Across all the entries, tally the lines holding the word "doorway", and give the number by itself.

** DATA UNDER STUDY follows **

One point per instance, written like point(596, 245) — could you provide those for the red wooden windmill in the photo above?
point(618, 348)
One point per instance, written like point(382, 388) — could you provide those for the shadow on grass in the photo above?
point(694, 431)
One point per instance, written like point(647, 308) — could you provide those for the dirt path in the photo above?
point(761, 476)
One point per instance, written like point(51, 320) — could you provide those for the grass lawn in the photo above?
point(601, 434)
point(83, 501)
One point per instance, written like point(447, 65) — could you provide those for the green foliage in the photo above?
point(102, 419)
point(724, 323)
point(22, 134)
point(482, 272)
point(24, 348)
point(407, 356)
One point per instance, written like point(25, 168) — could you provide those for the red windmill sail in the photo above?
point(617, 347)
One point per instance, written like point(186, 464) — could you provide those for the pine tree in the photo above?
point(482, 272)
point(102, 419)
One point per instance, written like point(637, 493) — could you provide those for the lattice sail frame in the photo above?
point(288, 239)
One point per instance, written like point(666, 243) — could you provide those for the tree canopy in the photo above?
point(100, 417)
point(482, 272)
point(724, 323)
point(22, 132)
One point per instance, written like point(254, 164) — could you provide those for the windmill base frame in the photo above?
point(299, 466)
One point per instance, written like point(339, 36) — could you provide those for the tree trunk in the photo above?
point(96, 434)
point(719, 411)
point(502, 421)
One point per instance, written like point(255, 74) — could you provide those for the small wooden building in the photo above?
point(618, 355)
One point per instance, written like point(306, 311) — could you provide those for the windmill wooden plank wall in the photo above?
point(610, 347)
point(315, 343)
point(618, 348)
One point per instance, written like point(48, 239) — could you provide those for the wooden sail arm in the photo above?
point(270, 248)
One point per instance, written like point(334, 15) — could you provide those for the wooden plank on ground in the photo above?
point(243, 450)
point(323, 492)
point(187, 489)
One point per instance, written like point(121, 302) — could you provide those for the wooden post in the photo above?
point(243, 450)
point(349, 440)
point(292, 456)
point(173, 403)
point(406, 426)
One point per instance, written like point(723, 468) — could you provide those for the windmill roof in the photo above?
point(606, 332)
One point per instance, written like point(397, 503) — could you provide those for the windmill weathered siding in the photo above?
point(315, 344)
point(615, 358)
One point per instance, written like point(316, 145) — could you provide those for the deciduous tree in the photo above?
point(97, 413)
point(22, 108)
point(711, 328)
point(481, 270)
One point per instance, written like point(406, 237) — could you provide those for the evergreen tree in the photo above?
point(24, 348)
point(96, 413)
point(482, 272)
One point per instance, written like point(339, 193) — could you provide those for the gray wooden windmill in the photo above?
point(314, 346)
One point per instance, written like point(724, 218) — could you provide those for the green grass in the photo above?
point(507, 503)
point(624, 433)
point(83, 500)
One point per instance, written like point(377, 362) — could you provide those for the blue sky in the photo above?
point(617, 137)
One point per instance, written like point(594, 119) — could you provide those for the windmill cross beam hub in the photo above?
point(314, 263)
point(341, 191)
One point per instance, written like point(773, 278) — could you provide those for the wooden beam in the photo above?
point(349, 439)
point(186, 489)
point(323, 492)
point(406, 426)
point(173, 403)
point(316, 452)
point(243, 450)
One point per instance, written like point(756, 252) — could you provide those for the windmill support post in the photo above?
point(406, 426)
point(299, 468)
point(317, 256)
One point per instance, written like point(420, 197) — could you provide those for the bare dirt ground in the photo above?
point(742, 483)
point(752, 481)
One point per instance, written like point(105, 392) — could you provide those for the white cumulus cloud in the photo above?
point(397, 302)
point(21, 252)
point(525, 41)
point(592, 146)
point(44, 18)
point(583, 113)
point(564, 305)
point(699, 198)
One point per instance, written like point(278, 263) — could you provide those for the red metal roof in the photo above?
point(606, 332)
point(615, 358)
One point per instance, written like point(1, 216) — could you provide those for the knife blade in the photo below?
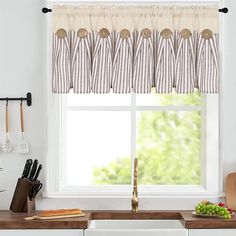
point(33, 170)
point(27, 168)
point(37, 172)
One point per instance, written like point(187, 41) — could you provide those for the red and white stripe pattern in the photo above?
point(97, 64)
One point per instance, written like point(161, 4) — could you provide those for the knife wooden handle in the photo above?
point(21, 118)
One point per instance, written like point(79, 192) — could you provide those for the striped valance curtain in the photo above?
point(98, 49)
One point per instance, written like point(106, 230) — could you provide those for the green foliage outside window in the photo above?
point(168, 147)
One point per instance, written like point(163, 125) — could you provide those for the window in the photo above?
point(174, 136)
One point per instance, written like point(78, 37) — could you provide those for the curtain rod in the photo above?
point(28, 99)
point(223, 10)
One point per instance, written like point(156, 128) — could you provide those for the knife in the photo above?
point(27, 168)
point(37, 172)
point(33, 170)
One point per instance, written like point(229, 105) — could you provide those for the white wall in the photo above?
point(23, 68)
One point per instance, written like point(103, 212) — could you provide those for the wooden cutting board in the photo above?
point(230, 190)
point(53, 217)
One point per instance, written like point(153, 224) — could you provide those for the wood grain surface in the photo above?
point(9, 220)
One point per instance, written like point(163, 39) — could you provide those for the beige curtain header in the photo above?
point(135, 17)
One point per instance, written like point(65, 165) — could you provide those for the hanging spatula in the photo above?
point(23, 146)
point(6, 146)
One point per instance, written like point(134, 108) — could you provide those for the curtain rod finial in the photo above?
point(46, 10)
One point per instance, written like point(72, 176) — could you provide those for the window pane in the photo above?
point(98, 148)
point(173, 99)
point(109, 99)
point(168, 147)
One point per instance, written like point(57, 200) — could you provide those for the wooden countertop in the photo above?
point(9, 220)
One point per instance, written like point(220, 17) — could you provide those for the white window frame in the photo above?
point(212, 184)
point(209, 166)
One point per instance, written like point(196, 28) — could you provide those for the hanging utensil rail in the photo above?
point(28, 99)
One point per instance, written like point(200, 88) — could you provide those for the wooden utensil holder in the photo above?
point(21, 201)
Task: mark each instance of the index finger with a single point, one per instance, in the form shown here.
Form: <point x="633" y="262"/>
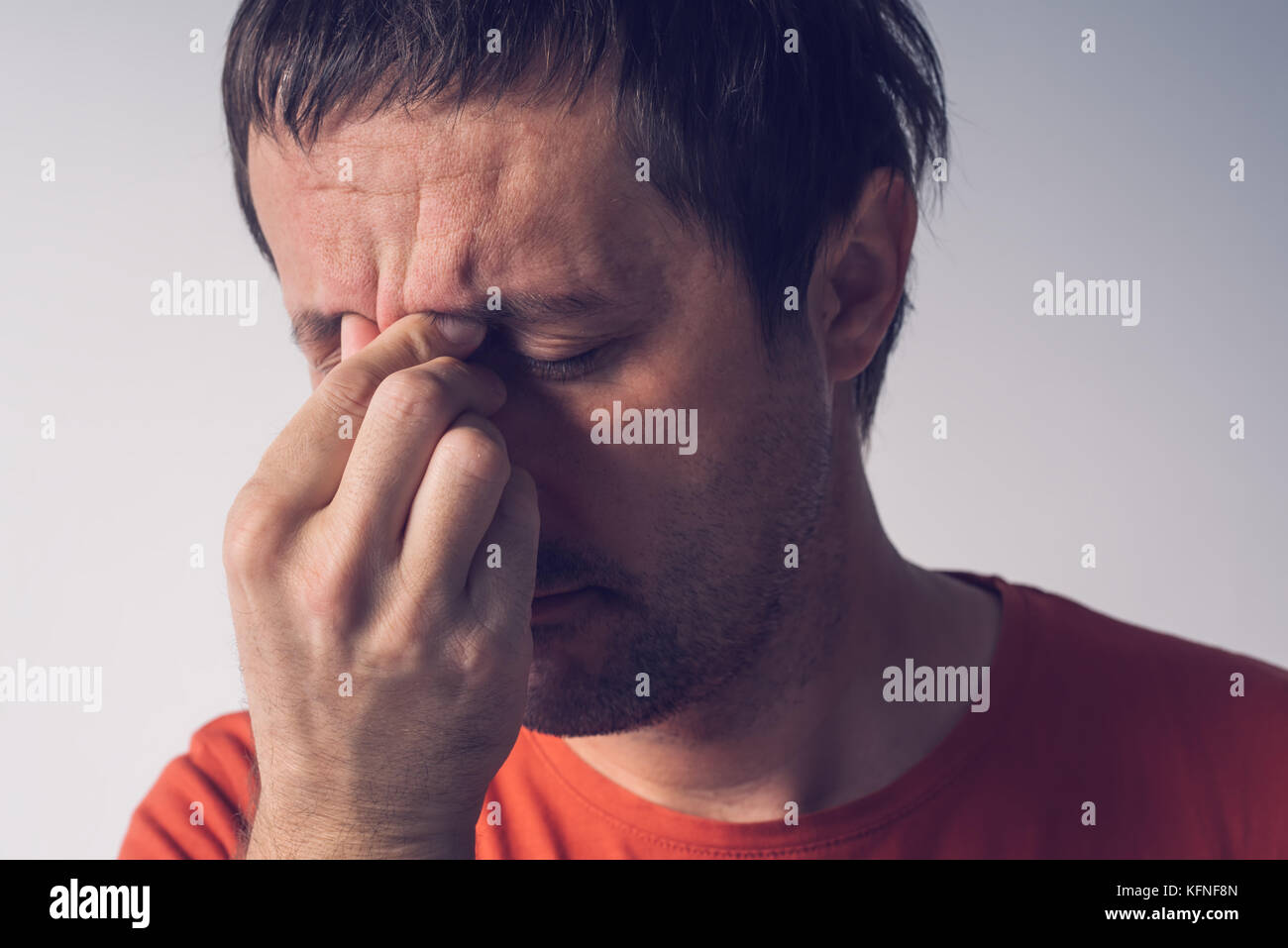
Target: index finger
<point x="304" y="464"/>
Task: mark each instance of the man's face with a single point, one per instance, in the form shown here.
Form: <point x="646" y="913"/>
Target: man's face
<point x="681" y="556"/>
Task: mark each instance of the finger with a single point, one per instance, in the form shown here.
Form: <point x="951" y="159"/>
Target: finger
<point x="454" y="505"/>
<point x="407" y="416"/>
<point x="304" y="464"/>
<point x="503" y="575"/>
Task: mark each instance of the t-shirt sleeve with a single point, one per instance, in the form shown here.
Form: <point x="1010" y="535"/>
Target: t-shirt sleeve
<point x="217" y="773"/>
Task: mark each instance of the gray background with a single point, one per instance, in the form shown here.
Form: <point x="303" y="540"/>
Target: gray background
<point x="1061" y="430"/>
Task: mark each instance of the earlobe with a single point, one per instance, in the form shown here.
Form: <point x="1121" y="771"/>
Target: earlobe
<point x="863" y="274"/>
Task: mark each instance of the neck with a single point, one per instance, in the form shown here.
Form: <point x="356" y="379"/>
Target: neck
<point x="809" y="723"/>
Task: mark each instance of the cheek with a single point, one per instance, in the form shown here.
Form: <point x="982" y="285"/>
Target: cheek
<point x="356" y="333"/>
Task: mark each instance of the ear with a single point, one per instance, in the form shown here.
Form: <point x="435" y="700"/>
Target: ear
<point x="858" y="277"/>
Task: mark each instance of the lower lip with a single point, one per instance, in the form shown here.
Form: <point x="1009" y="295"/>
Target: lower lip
<point x="559" y="605"/>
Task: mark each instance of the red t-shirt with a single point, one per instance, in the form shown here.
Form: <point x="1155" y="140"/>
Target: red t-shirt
<point x="1083" y="708"/>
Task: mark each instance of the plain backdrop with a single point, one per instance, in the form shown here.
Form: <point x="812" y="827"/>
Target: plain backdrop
<point x="1061" y="430"/>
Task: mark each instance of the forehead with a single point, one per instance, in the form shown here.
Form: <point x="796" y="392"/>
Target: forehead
<point x="428" y="207"/>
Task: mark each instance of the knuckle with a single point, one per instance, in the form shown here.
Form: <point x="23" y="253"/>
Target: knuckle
<point x="410" y="394"/>
<point x="329" y="584"/>
<point x="347" y="390"/>
<point x="477" y="454"/>
<point x="253" y="531"/>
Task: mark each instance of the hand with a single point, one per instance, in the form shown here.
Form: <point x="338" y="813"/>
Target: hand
<point x="368" y="557"/>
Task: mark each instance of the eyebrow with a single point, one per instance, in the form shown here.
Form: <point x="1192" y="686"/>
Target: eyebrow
<point x="312" y="325"/>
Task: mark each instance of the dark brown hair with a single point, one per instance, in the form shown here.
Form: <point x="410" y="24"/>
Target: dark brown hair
<point x="765" y="149"/>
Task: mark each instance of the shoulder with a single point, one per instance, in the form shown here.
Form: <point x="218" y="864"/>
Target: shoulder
<point x="196" y="807"/>
<point x="1184" y="740"/>
<point x="1146" y="668"/>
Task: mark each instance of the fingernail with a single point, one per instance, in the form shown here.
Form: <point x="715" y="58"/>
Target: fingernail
<point x="460" y="331"/>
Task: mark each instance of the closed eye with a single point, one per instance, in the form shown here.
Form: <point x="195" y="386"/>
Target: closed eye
<point x="562" y="369"/>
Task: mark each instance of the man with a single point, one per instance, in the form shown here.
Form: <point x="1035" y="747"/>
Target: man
<point x="571" y="552"/>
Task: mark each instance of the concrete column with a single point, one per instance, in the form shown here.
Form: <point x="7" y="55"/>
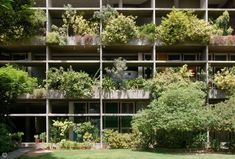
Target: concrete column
<point x="120" y="4"/>
<point x="140" y="68"/>
<point x="71" y="111"/>
<point x="176" y="2"/>
<point x="30" y="59"/>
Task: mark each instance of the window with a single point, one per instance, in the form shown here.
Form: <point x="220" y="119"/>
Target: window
<point x="94" y="108"/>
<point x="80" y="108"/>
<point x="127" y="108"/>
<point x="220" y="57"/>
<point x="174" y="57"/>
<point x="190" y="57"/>
<point x="111" y="108"/>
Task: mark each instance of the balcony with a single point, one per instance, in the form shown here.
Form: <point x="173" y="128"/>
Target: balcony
<point x="117" y="94"/>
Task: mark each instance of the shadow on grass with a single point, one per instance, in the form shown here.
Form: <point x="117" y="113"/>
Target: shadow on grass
<point x="182" y="151"/>
<point x="45" y="156"/>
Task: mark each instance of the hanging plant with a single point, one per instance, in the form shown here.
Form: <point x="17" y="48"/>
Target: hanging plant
<point x="120" y="29"/>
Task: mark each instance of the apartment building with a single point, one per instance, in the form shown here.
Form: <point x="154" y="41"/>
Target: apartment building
<point x="113" y="110"/>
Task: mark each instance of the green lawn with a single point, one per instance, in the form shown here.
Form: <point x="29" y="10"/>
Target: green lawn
<point x="125" y="154"/>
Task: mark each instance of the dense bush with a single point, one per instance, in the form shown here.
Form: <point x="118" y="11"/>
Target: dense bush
<point x="13" y="82"/>
<point x="120" y="29"/>
<point x="148" y="31"/>
<point x="67" y="144"/>
<point x="84" y="132"/>
<point x="71" y="83"/>
<point x="225" y="79"/>
<point x="163" y="79"/>
<point x="9" y="141"/>
<point x="116" y="140"/>
<point x="183" y="26"/>
<point x="221" y="25"/>
<point x="179" y="110"/>
<point x="19" y="21"/>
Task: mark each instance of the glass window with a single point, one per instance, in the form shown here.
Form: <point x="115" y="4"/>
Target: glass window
<point x="79" y="108"/>
<point x="174" y="57"/>
<point x="94" y="108"/>
<point x="190" y="58"/>
<point x="127" y="108"/>
<point x="111" y="122"/>
<point x="220" y="57"/>
<point x="111" y="108"/>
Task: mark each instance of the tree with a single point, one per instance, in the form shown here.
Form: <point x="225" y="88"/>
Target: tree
<point x="175" y="117"/>
<point x="224" y="113"/>
<point x="13" y="82"/>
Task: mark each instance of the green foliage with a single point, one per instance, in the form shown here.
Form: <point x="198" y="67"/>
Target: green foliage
<point x="60" y="129"/>
<point x="8" y="141"/>
<point x="13" y="82"/>
<point x="221" y="25"/>
<point x="86" y="132"/>
<point x="39" y="93"/>
<point x="148" y="31"/>
<point x="182" y="26"/>
<point x="108" y="84"/>
<point x="71" y="83"/>
<point x="42" y="136"/>
<point x="225" y="79"/>
<point x="67" y="144"/>
<point x="120" y="29"/>
<point x="163" y="79"/>
<point x="78" y="24"/>
<point x="224" y="114"/>
<point x="57" y="35"/>
<point x="117" y="140"/>
<point x="137" y="83"/>
<point x="178" y="110"/>
<point x="105" y="14"/>
<point x="116" y="73"/>
<point x="19" y="21"/>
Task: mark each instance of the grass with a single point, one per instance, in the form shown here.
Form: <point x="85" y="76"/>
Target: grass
<point x="125" y="154"/>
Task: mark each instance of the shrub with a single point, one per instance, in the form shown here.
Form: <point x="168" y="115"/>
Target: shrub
<point x="57" y="36"/>
<point x="67" y="144"/>
<point x="13" y="82"/>
<point x="221" y="25"/>
<point x="120" y="29"/>
<point x="86" y="132"/>
<point x="117" y="140"/>
<point x="105" y="14"/>
<point x="225" y="79"/>
<point x="9" y="141"/>
<point x="137" y="83"/>
<point x="39" y="93"/>
<point x="18" y="20"/>
<point x="148" y="31"/>
<point x="108" y="84"/>
<point x="177" y="112"/>
<point x="181" y="26"/>
<point x="71" y="83"/>
<point x="78" y="24"/>
<point x="116" y="73"/>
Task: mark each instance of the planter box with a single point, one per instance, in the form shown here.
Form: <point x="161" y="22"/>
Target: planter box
<point x="117" y="94"/>
<point x="140" y="42"/>
<point x="83" y="40"/>
<point x="223" y="40"/>
<point x="217" y="94"/>
<point x="126" y="94"/>
<point x="35" y="40"/>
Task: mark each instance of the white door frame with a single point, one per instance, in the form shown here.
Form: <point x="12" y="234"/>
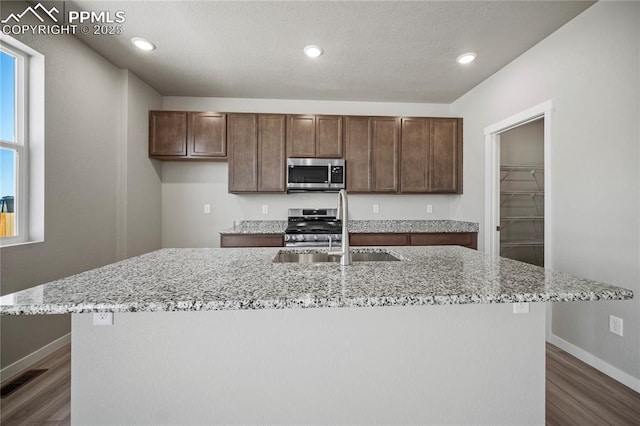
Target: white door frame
<point x="492" y="176"/>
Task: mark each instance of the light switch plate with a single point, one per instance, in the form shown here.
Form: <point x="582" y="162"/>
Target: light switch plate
<point x="521" y="308"/>
<point x="103" y="318"/>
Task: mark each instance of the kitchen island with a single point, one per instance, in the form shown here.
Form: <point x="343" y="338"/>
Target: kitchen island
<point x="217" y="336"/>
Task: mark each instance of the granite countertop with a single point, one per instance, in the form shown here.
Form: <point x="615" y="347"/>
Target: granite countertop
<point x="360" y="226"/>
<point x="247" y="278"/>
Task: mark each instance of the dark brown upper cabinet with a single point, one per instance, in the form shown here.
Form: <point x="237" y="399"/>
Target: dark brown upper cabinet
<point x="256" y="145"/>
<point x="314" y="136"/>
<point x="371" y="153"/>
<point x="445" y="150"/>
<point x="181" y="135"/>
<point x="431" y="155"/>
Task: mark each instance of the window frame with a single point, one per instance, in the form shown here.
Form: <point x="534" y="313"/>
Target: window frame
<point x="20" y="145"/>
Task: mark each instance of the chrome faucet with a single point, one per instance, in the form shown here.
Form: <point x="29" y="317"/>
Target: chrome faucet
<point x="343" y="213"/>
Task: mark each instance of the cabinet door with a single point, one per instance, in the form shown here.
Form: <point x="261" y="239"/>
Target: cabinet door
<point x="414" y="145"/>
<point x="329" y="136"/>
<point x="378" y="239"/>
<point x="207" y="135"/>
<point x="252" y="240"/>
<point x="167" y="133"/>
<point x="384" y="142"/>
<point x="271" y="153"/>
<point x="242" y="139"/>
<point x="301" y="136"/>
<point x="358" y="154"/>
<point x="445" y="155"/>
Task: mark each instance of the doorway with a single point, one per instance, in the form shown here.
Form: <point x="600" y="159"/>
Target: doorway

** End of DATA UNDER STUDY **

#### THE COMPLETED TASK
2